• [PASSAGE TO READ]
- - - -

Proposals stem from a February executive order for NIST to develop a voluntary framework with industry

by Glenn Hess
August 16, 2013 | A version of this story appeared in Volume 91, Issue 33

The White House says it may offer legal protections, less expensive insurance, and other incentives to encourage companies that own or operate “critical infrastructure”—including chemical plants, electric grids, and water systems—to join an evolving national cybersecurity program.

The inducements stem from an executive order President Barack Obama issued in February. That order calls for the National Institute of Standards & Technology (NIST) to work with industry to create a voluntary set of cybersecurity best practices to help safeguard critical computer systems from crippling hacker attacks.

NIST is required to produce a draft cybersecurity framework by October and publish a final version by February 2014 (C&EN, March 18, page 8).

The American Chemistry Council, an industry trade group, says it is encouraged that the White House “has recognized the important role that incentives can play in meeting the overall goals of the cybersecurity executive order.”

To prod companies into adopting the completed framework, the White House is proposing to collaborate with the insurance industry in offering risk-based pricing for cybersecurity protection policies and to seek legislation that would shield companies from breach-of-privacy lawsuits in the event they share customer data and other sensitive information with government agencies.

Other possible incentives include providing rapid technical assistance and other government services to companies that put cyber protections in place. The Administration says it will decide which options to adopt within a few months.

- - - -

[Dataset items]
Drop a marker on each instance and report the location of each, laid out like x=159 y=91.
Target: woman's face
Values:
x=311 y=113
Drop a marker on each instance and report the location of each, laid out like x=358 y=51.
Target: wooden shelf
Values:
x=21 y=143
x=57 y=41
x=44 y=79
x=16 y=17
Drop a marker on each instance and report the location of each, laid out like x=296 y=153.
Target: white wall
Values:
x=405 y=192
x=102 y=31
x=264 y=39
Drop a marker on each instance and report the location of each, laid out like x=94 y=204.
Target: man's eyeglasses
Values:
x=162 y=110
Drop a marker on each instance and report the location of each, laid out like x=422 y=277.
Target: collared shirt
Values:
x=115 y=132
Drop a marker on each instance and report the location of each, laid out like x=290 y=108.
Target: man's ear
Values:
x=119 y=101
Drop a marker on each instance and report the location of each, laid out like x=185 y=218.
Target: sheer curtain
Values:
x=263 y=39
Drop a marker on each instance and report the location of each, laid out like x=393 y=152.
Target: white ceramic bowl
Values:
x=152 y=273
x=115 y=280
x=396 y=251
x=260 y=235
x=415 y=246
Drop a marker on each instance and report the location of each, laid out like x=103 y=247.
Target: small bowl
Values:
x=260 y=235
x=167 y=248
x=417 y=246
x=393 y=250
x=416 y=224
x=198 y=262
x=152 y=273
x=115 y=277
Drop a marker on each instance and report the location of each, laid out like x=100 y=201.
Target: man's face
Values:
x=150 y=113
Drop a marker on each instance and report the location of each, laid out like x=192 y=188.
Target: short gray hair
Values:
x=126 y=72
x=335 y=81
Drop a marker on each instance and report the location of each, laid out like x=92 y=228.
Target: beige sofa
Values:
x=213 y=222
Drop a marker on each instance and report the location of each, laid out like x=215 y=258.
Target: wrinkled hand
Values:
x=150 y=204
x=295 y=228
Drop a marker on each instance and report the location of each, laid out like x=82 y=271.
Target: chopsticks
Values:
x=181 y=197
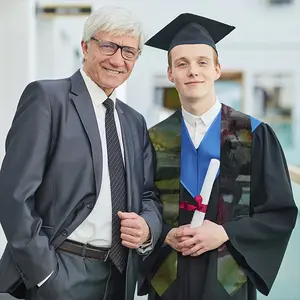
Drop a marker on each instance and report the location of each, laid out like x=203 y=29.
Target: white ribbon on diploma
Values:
x=209 y=180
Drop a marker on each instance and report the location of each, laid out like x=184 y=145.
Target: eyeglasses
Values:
x=110 y=48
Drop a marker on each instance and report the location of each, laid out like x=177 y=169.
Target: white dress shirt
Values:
x=96 y=228
x=198 y=125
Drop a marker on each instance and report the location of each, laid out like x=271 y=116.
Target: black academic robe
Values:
x=257 y=242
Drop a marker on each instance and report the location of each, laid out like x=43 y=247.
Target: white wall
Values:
x=266 y=39
x=17 y=53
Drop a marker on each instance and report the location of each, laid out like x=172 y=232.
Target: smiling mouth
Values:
x=194 y=82
x=113 y=71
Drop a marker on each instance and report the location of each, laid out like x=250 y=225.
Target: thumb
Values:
x=126 y=215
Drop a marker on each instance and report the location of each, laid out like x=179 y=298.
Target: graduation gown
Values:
x=258 y=225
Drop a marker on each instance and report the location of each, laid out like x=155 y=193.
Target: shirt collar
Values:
x=207 y=118
x=98 y=96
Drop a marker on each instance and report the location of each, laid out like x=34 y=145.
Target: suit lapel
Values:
x=84 y=106
x=128 y=151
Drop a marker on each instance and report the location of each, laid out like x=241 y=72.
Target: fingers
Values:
x=192 y=250
x=184 y=238
x=199 y=252
x=186 y=231
x=129 y=245
x=188 y=243
x=126 y=215
x=132 y=231
x=131 y=223
x=130 y=239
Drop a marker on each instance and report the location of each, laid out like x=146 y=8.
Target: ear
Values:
x=218 y=72
x=84 y=48
x=170 y=76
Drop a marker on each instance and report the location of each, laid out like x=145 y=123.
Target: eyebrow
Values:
x=185 y=59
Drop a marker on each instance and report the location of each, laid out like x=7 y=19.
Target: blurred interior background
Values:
x=260 y=62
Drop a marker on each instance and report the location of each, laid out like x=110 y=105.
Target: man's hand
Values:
x=207 y=237
x=173 y=240
x=134 y=230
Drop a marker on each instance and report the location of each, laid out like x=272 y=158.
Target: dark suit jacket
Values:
x=51 y=176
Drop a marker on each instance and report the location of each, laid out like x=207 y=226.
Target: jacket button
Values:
x=90 y=205
x=65 y=232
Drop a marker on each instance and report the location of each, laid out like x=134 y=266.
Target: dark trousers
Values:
x=81 y=278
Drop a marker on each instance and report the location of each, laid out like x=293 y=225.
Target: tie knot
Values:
x=109 y=104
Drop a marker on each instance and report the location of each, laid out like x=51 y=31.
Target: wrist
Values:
x=225 y=237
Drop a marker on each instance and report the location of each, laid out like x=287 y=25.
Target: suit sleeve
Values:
x=259 y=242
x=24 y=164
x=151 y=205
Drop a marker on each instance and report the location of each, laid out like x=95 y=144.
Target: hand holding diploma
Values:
x=204 y=235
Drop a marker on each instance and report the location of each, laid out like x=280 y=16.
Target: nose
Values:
x=193 y=70
x=117 y=60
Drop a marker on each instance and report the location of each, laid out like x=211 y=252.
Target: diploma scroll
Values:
x=209 y=179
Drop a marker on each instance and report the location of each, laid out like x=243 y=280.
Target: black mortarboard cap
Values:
x=190 y=29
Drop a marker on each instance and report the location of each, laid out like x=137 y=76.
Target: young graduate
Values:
x=251 y=212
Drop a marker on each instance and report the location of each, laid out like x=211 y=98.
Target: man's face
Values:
x=194 y=70
x=108 y=71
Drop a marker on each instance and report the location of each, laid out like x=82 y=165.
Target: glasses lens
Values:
x=108 y=48
x=129 y=53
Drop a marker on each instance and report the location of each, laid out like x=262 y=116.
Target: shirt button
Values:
x=65 y=232
x=90 y=205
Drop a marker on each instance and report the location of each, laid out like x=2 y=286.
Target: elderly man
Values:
x=78 y=204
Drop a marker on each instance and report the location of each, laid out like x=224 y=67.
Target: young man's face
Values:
x=193 y=70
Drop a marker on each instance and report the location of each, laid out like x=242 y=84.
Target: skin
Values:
x=109 y=72
x=194 y=70
x=97 y=64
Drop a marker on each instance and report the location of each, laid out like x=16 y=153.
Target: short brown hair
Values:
x=216 y=59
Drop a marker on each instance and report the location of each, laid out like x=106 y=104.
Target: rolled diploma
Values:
x=209 y=180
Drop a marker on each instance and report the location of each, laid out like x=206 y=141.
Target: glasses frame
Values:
x=100 y=42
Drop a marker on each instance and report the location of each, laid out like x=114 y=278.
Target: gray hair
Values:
x=115 y=20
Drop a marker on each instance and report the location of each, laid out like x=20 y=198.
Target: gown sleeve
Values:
x=258 y=242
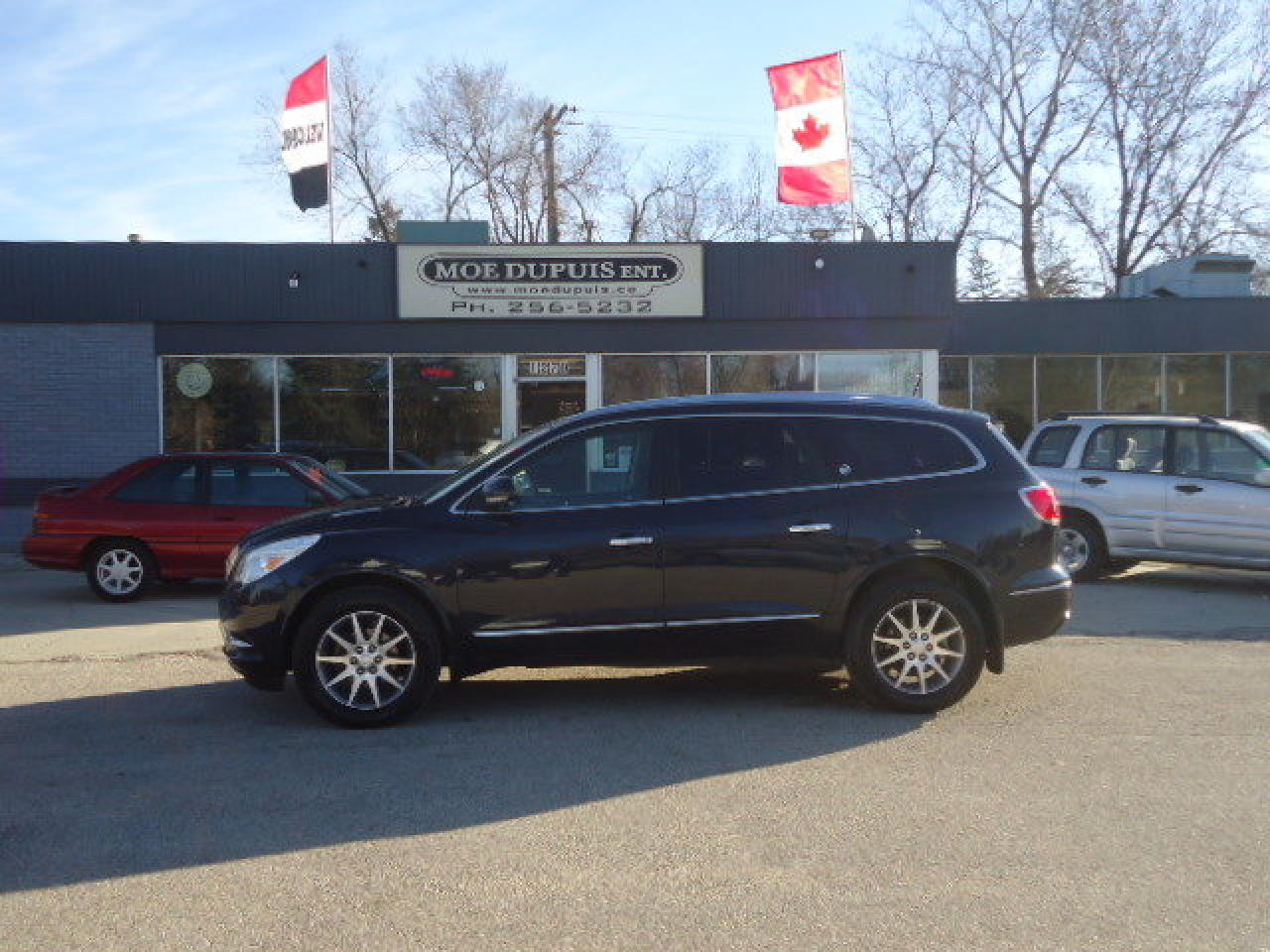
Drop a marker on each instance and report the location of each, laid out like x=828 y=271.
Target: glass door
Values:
x=548 y=389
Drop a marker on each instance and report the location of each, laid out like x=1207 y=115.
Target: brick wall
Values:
x=76 y=400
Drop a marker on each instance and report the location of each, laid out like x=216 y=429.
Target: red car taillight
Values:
x=1043 y=502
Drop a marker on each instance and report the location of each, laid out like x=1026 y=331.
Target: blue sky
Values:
x=135 y=117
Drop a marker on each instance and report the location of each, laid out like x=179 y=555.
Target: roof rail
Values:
x=1207 y=419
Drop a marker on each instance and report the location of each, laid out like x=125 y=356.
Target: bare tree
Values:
x=1015 y=64
x=1184 y=87
x=363 y=173
x=920 y=153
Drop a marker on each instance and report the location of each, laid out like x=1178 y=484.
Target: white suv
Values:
x=1166 y=488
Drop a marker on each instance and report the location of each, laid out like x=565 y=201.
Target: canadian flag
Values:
x=307 y=136
x=812 y=140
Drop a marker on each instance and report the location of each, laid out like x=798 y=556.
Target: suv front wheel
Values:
x=915 y=645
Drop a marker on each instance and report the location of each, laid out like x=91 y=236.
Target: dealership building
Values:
x=403 y=361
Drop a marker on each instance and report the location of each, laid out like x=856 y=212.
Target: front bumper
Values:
x=253 y=633
x=54 y=551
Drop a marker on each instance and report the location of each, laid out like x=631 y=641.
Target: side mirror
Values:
x=498 y=494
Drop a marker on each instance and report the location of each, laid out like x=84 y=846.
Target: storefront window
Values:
x=444 y=411
x=335 y=409
x=1250 y=388
x=1130 y=384
x=1003 y=390
x=643 y=377
x=955 y=381
x=1197 y=384
x=894 y=373
x=217 y=403
x=1066 y=384
x=761 y=373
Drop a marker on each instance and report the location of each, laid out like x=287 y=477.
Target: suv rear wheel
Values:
x=119 y=570
x=366 y=656
x=916 y=644
x=1080 y=549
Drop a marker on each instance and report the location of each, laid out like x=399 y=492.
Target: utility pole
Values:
x=550 y=123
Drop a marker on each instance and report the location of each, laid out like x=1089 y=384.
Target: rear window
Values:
x=731 y=454
x=1125 y=449
x=887 y=449
x=173 y=481
x=1052 y=444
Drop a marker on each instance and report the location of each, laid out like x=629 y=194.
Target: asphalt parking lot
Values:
x=1106 y=792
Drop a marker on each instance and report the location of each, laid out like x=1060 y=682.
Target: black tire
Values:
x=898 y=684
x=327 y=627
x=1080 y=547
x=119 y=570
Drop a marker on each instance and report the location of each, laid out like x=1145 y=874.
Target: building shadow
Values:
x=139 y=782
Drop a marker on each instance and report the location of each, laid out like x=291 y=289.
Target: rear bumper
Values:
x=253 y=635
x=54 y=551
x=1035 y=613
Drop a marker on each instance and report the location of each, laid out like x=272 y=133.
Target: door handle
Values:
x=630 y=540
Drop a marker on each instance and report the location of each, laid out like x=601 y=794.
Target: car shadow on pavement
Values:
x=37 y=602
x=130 y=783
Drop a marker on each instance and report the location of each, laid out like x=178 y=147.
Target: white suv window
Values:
x=1125 y=448
x=1215 y=454
x=1051 y=445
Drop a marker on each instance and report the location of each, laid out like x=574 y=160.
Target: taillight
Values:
x=1043 y=502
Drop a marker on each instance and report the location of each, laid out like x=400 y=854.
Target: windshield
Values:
x=1259 y=438
x=499 y=451
x=338 y=485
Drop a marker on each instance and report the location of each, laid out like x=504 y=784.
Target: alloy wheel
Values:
x=1074 y=549
x=366 y=660
x=119 y=571
x=919 y=647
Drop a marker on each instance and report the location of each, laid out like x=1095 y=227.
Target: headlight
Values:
x=257 y=562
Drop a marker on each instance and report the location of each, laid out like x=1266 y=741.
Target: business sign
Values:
x=549 y=281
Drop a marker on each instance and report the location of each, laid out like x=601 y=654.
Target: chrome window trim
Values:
x=465 y=494
x=643 y=626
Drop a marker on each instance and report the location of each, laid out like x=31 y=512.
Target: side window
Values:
x=1216 y=454
x=594 y=467
x=1125 y=449
x=248 y=483
x=887 y=449
x=173 y=481
x=1052 y=444
x=728 y=454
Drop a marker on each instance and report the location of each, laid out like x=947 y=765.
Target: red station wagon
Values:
x=173 y=517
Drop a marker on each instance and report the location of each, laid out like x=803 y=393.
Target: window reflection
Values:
x=1130 y=384
x=1003 y=390
x=217 y=403
x=444 y=411
x=1066 y=384
x=761 y=373
x=955 y=381
x=335 y=409
x=896 y=373
x=1250 y=388
x=1197 y=384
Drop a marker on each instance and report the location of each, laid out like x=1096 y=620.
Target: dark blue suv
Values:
x=903 y=539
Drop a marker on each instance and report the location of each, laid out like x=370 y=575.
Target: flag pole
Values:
x=851 y=157
x=330 y=162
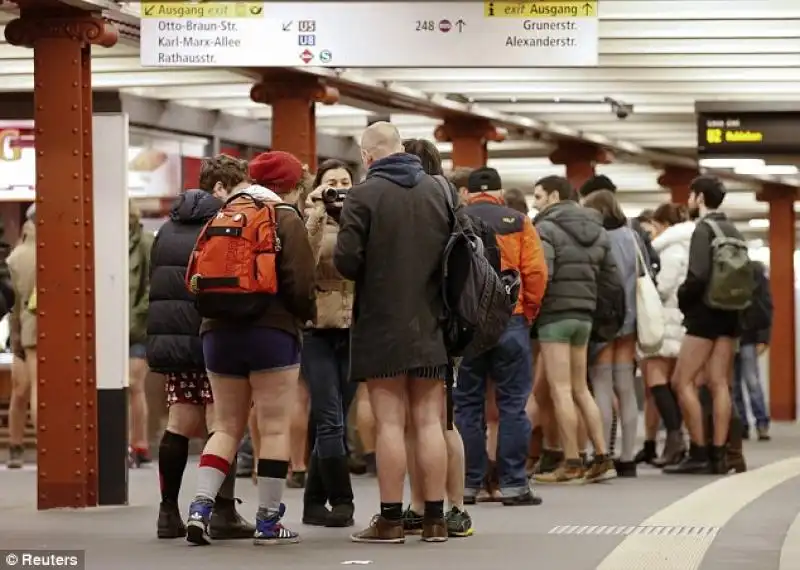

- - - -

• [AIM] Can you output the stretch of the cybersecurity article from "by Glenn Hess" through "national cybersecurity program.", word for word? The items aren't needed here.

• [WRITTEN SOLUTION]
by Glenn Hess
August 16, 2013 | A version of this story appeared in Volume 91, Issue 33

The White House says it may offer legal protections, less expensive insurance, and other incentives to encourage companies that own or operate “critical infrastructure”—including chemical plants, electric grids, and water systems—to join an evolving national cybersecurity program.